**Task goal**
Pull out every line of the entries below that contains the word "window", matching case exactly.

[Working data start]

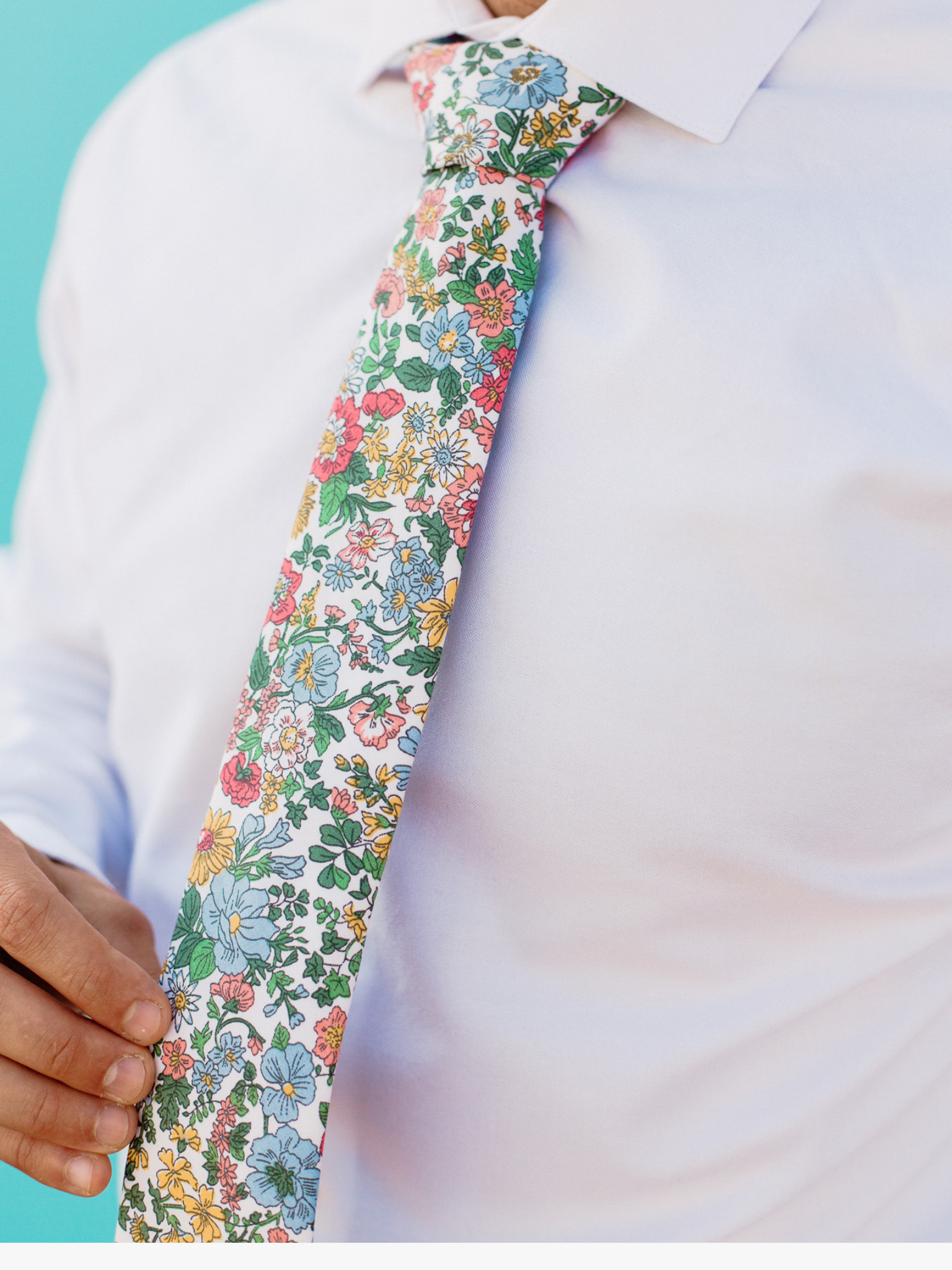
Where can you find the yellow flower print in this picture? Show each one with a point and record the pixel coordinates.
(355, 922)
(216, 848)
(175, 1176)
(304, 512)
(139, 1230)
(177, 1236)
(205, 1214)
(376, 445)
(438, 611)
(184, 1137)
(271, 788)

[Working data end]
[Working data start]

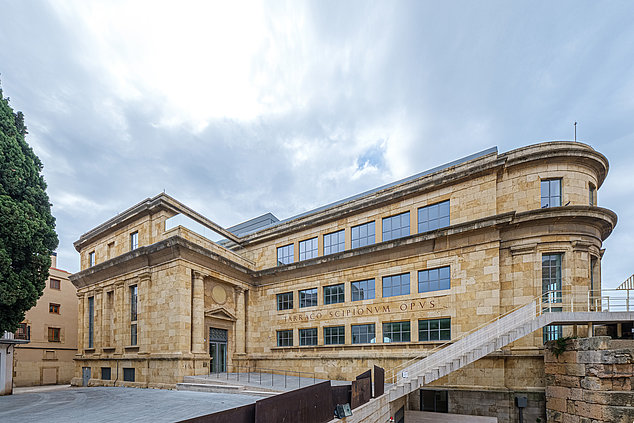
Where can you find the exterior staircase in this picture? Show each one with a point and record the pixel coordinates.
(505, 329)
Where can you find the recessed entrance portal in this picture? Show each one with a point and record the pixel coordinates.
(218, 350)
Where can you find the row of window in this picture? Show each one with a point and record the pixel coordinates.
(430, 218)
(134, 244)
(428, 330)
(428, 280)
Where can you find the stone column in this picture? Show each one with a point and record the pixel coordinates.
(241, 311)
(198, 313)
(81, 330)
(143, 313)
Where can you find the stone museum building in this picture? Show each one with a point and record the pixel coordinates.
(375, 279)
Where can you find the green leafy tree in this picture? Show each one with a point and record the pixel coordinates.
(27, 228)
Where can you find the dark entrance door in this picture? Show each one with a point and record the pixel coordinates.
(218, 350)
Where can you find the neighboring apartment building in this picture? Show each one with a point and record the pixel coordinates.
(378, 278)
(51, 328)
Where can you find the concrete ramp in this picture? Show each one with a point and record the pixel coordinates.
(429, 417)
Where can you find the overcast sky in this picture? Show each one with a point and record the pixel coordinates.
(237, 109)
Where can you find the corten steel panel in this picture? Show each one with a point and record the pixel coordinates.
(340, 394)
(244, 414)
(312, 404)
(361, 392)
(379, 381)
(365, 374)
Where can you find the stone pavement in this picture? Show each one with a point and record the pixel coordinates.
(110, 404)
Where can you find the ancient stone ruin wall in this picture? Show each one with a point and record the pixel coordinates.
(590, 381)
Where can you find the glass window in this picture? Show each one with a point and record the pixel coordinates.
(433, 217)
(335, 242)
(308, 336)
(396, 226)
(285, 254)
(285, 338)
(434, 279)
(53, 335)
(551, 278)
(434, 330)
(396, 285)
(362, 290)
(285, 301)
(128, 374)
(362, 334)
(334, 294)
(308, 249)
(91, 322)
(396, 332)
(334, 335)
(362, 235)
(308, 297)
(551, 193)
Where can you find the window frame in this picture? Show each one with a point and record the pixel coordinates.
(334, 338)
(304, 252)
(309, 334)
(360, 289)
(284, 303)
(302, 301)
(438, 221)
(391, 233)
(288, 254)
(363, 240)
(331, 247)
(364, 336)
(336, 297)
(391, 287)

[Working data end]

**Response below**
Where can you find the row of window in this picture? Show each one with a point and record the pixel coordinates.
Where can you find the glass window in this picture? Show each one with a point and record the pixel coordinates.
Where can you find the window frame in this picture? Show each one with a point and record the pixel coordinates.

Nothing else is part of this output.